• **Consigne**
Selon le passage présenté ci-dessous, pour quelle raison l'avocat général Jean-Paul Content va-t-il puiser dans le dossier un extrait du journal intime de la jeune fille ? Répondez en une à trois phrases.

• **Passage présenté**
Vendredi, Danielle Gonnin, la mère de l’adolescente avait non seulement lu une lettre de sa fille, mais également rapporté des confidences dont il ressortait que Kalinka avait certes eu une tentation, mais avait choisi de rester pure. Mystérieusement, Krombach avait alors suggéré que la jeune fille n’était pas vierge. Il a réitéré ses doutes hier.
L’avocat général Jean-Paul Content refuse de s’en tenir aux allusions. Il plonge à son tour dans le dossier et y puise un extrait du journal intime de la jeune fille : « le 26 juin 1982, soit treize jours avant sa mort, elle écrit : « je me suis baladée en forêt avec Ivan, je l’aime (…) mais nous n’avons pas fait de bêtises (…) quand j’en ai parlé à maman, elle m’a dit qu’elle ne m’en aurait pas voulu, mais elle m’a trouvé raisonnable quand je lui ai dit que nous ne l’avions pas fait ». Bien sûr, Krombach est invité à donner ses impressions : « Heu… Je n’ai pas tout à fait compris votre question », répond-t-il avec la main en cornet sur l’oreille.

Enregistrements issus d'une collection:

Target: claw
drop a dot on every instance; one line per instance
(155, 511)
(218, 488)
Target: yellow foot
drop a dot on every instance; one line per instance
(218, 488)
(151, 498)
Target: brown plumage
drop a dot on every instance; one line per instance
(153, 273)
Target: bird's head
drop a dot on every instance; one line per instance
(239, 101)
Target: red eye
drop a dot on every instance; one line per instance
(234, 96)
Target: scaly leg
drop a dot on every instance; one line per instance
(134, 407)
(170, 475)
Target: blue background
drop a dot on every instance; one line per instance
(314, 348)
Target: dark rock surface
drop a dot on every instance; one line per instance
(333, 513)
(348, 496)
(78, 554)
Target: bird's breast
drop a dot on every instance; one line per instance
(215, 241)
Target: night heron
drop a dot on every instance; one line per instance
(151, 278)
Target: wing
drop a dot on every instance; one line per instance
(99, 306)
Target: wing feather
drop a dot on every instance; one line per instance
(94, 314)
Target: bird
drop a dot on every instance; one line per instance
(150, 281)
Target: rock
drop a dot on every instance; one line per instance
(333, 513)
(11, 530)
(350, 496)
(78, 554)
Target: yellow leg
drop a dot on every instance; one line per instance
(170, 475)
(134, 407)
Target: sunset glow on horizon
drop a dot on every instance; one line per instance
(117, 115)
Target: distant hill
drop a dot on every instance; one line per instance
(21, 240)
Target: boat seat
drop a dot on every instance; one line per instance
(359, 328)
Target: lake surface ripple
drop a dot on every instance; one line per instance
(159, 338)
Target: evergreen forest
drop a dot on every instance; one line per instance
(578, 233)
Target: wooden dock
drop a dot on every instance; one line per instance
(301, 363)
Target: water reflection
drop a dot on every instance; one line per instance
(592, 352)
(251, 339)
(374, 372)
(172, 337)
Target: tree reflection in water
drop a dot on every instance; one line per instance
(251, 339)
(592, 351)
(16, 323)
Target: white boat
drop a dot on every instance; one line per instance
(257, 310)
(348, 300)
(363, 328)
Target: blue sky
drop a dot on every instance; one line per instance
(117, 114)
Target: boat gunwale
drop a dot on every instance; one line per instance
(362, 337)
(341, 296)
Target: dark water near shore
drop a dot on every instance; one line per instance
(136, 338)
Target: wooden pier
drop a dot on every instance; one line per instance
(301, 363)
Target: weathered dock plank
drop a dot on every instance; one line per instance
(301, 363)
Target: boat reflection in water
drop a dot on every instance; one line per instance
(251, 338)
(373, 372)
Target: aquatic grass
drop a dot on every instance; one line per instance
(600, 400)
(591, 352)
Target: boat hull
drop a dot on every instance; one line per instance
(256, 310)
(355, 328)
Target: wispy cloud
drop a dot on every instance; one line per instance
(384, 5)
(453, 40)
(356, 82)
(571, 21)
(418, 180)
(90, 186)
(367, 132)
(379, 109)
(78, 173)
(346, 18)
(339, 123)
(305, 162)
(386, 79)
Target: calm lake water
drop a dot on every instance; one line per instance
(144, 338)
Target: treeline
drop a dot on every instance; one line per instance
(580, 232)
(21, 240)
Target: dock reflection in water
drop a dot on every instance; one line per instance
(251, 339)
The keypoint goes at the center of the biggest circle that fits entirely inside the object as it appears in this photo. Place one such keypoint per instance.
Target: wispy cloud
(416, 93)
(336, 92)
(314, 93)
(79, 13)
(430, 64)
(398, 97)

• **Votre réponse**
Il refuse de s'en tenir aux allusions de Krombach, qui avait suggéré vendredi que la jeune fille n'était pas vierge et a réitéré ses doutes hier. L'extrait, daté du 26 juin 1982, indique qu'elle et Ivan n'avaient « pas fait de bêtises ».